Dataset excerpts:
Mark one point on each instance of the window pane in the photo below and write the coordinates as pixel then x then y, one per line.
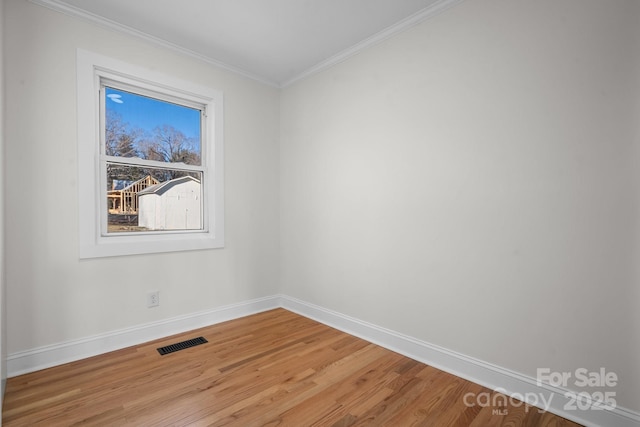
pixel 143 199
pixel 149 128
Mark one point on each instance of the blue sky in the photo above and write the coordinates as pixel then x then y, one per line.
pixel 148 113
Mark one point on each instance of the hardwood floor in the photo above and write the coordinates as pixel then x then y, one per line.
pixel 271 369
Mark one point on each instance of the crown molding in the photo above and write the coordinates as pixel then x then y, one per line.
pixel 429 12
pixel 60 6
pixel 424 14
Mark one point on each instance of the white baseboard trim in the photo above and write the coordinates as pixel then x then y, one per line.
pixel 510 383
pixel 57 354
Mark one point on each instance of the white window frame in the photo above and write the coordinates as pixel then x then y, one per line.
pixel 93 241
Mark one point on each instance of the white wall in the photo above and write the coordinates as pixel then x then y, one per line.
pixel 54 297
pixel 3 311
pixel 472 183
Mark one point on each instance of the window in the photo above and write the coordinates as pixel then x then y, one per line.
pixel 149 160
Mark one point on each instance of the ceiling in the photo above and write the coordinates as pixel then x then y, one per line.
pixel 275 41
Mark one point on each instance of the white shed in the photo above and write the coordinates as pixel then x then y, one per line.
pixel 171 205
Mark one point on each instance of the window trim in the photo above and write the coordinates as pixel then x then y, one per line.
pixel 91 68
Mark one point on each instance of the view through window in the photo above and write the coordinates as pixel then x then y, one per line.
pixel 152 151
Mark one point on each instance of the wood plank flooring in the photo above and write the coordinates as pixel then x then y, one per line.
pixel 271 369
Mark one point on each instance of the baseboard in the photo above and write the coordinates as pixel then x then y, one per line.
pixel 491 376
pixel 513 384
pixel 45 357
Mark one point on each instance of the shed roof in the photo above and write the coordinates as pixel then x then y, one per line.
pixel 163 187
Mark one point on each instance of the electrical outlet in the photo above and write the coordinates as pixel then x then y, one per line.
pixel 153 299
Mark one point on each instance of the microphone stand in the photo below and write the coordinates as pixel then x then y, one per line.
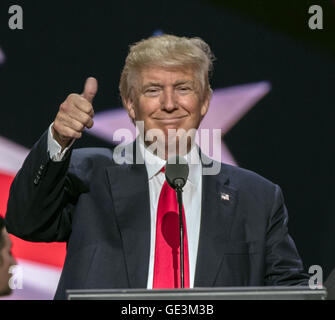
pixel 179 192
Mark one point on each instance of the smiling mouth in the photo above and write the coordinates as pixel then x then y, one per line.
pixel 170 120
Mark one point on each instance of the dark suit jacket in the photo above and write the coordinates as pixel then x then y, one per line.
pixel 101 209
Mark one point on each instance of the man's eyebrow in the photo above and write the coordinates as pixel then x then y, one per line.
pixel 151 84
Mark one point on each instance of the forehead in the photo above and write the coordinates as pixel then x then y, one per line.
pixel 166 75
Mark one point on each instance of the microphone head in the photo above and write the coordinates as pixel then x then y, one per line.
pixel 176 172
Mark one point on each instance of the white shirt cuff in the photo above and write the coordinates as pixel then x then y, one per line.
pixel 54 149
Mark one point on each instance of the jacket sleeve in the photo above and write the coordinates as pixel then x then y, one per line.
pixel 41 198
pixel 283 263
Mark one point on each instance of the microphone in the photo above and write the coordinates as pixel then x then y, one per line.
pixel 176 173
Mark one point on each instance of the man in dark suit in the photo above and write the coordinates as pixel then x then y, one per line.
pixel 107 210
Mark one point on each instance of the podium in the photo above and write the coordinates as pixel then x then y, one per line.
pixel 226 293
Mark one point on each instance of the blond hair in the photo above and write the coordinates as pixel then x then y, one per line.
pixel 167 51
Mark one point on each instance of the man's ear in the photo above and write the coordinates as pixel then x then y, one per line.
pixel 205 103
pixel 129 105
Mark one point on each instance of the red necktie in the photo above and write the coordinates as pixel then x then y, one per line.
pixel 167 253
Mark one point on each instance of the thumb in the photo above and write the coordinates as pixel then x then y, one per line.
pixel 90 89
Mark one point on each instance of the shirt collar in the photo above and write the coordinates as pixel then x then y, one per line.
pixel 154 164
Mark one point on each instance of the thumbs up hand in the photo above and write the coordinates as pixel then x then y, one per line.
pixel 75 114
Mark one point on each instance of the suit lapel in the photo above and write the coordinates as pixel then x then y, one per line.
pixel 130 193
pixel 217 214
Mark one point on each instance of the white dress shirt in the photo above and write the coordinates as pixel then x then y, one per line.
pixel 191 199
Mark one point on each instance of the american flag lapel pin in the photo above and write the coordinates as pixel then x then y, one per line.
pixel 225 196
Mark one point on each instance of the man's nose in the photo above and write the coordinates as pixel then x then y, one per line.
pixel 168 102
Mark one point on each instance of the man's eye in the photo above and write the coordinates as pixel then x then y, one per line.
pixel 184 89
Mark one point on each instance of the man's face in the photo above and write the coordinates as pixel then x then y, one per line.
pixel 168 99
pixel 6 261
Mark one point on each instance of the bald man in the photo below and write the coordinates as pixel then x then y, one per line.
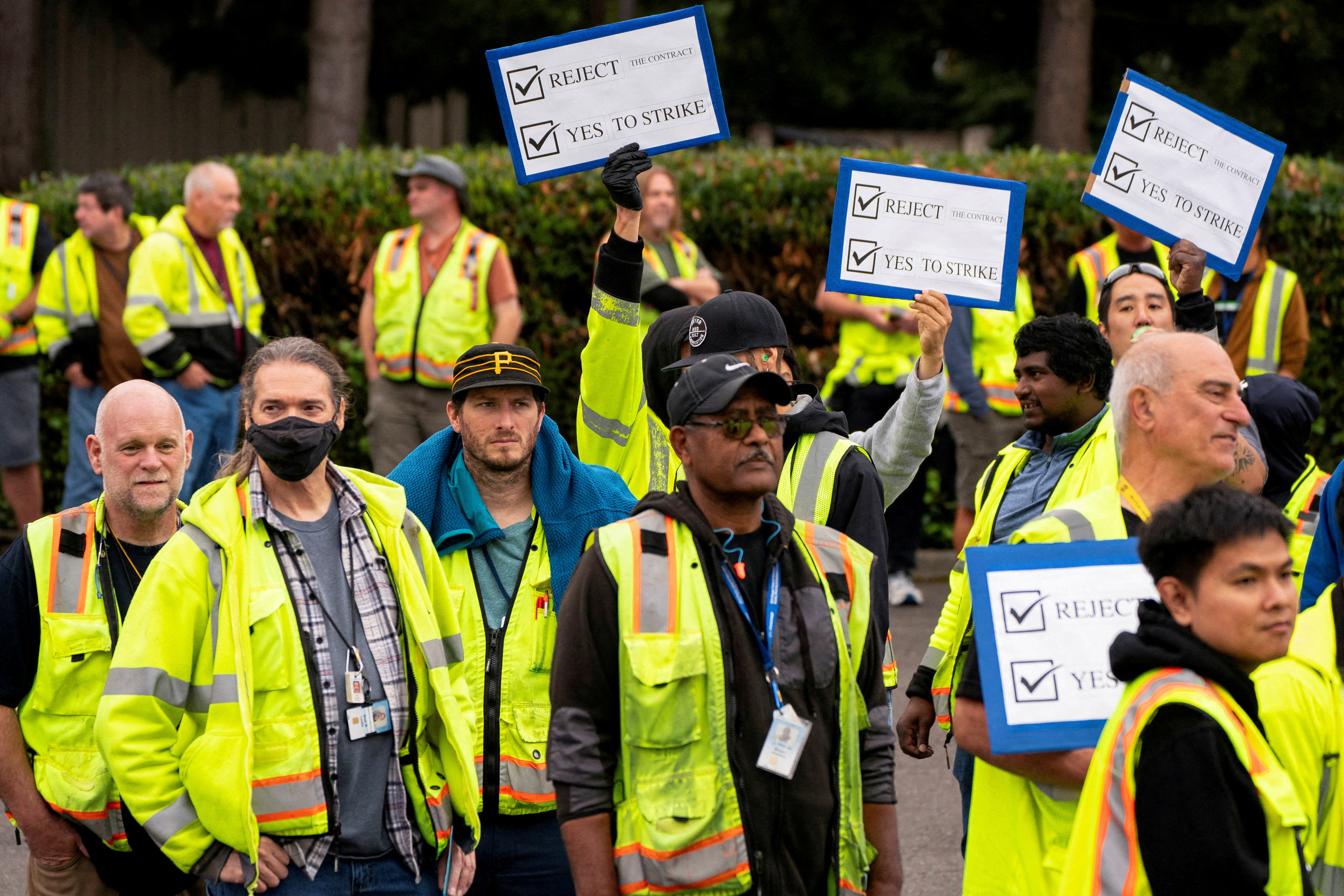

Short problem:
Copy all of the records above word for word, leaving out the pictures.

Result of this exercise:
Mark one point on each instance of the window pane in the photo below and write the coordinates as pixel then x then y, one per line.
pixel 143 199
pixel 149 128
Mark one point on each instance of the blue sky in the photo above and write the coordinates as pixel then x then y, one per line.
pixel 148 113
Mark one point on each instance of the hardwood floor in the photo above and write the coordinates as pixel then x then y, one per line.
pixel 271 369
Mark one point on each instance of the crown molding in the photo above and write the coordinates as pixel then x then y, one per line.
pixel 429 12
pixel 60 6
pixel 424 14
Mark one point on each instance of the white baseboard trim in the photo above and write the coordinates as pixel then x then y, one per line.
pixel 510 383
pixel 57 354
Mark one point on each instance of the white window frame in the photo above and write the coordinates as pixel then x then y, one per line.
pixel 93 241
Mark one point on each instance of the white wall in the photo above and write the coordinates as pixel then x then y, one per line.
pixel 54 297
pixel 3 311
pixel 472 183
Mark one point on each instance of the window in the photo above and write the coordinates as pixel then x then y, one per line.
pixel 149 160
Mark one point on each instance of the ceiling in the photo above and write the coordinates as pixel then x then y, one per line.
pixel 275 41
Mark one point on each instance of the white shed in the photo above and write the coordinates as pixel then x then y, one per line.
pixel 171 205
Mark one point on each instance of the window trim in the photo above and write the coordinates as pixel then x then y, one per line.
pixel 91 68
Mark one point on each instance of the view through window in the photo above and write the coordinates as pixel then x then y, one per line.
pixel 152 151
Mark one point on each instance of the wood plank flooring in the photo above and write the coordinates as pixel then x then y, one per line.
pixel 271 369
Mark one point on each instance of the baseboard in the photo above and write the coordinates as pixel then x then y, one per line.
pixel 491 376
pixel 513 384
pixel 45 357
Mark one point on each instance of the shed roof in the photo above and write the coordinates as pixel then x then y, one per line.
pixel 163 187
Mark one point on each instance of the electrical outlet in the photo above and write the coordinates as pixel then x then y, one per line.
pixel 153 299
Mark one point on each instance of the microphone stand in the photo below and write the coordinates as pixel then x then y, one per line.
pixel 179 192
Mark one point on each instance of the smiling mouth in the photo above and write the coordinates as pixel then x then y, one per line.
pixel 170 120
Mark one point on each instance of the dark suit jacket in the photo above and write the coordinates as pixel then x then y, one per line.
pixel 101 209
Mark one point on each instance of the man's eyebrow in the photo above and write the coordinates as pixel then x then y, one per line.
pixel 151 84
Mark one point on each instance of the forehead in the photo above and write the coordinates as pixel then x then y, one per line.
pixel 166 75
Mark one point on each instance of the microphone head in the photo above and write the coordinates as pixel then x then y, one per line.
pixel 176 172
Mark one point on each instance of the white shirt cuff in the photo above and write the coordinates as pixel then x then y, one per line.
pixel 54 149
Mark one point on each instance of the jacket sleeve in the photo above and write the coordinates as pixel then x then y, one per line.
pixel 41 198
pixel 283 263
Mark one point on each instance of the microphone in the photo above and write the coordinates as pixel then x then y, one per line.
pixel 176 173
Mark one point on each instance of the man in dark suit in the photo above and write the coordinates as pixel then x then y, one per line.
pixel 107 210
Mark one point on each instance of the podium in the photo above and write the coordinates as pixel then x then y, one per line.
pixel 226 293
Mark one point on each instance of the blond hair in the photo above and write the coordinates as pixel then x then y, one per line.
pixel 167 51
Mark one point on each instance of the man's ear in the photo above and write the coordinates as pixel then x then y, one per line.
pixel 205 103
pixel 129 105
Mark one point on each instance of the red necktie in the photo above and write the coordinates as pixel then x then y, one per line.
pixel 167 253
Mark one point on each instance of the thumb in the photo above and write the coordinates as pixel then x then y, one per line.
pixel 90 89
Mark one point on each instance of the shirt collar in the photo above and write the coordinates as pixel then x then y, one per line.
pixel 154 164
Mark one point on each instance of the thumbs up hand in the photo above and write the coordinates as pixel then x then y, one per line.
pixel 75 114
Mark one point on each instance of the suit lapel in the photo above and write the coordinates as pixel then x then y, one per line.
pixel 130 193
pixel 217 214
Mark one point on each instance of the white dress shirt in the photo above and write the coordinates as pixel then x then y, one per line.
pixel 191 199
Mark one point on each instance of the american flag lapel pin in the photo above and write the coordinates as pixel then x then y, one per line.
pixel 225 196
Mark one point on each instance of the man's nose in the photo above and write the coordinates as pixel then x then y, one per line.
pixel 168 102
Mark one point on each instance of the man's eye in the photo above and write the coordinates as pixel then x then y, one per line.
pixel 184 89
Mark one point on each instance of the man's face in the photo above and write the coordinates as pixel then x then y, one per line.
pixel 168 99
pixel 6 261
Mark one point on each instance of the bald man in the photo below and write the coordinates as pixel then x then y, one per line.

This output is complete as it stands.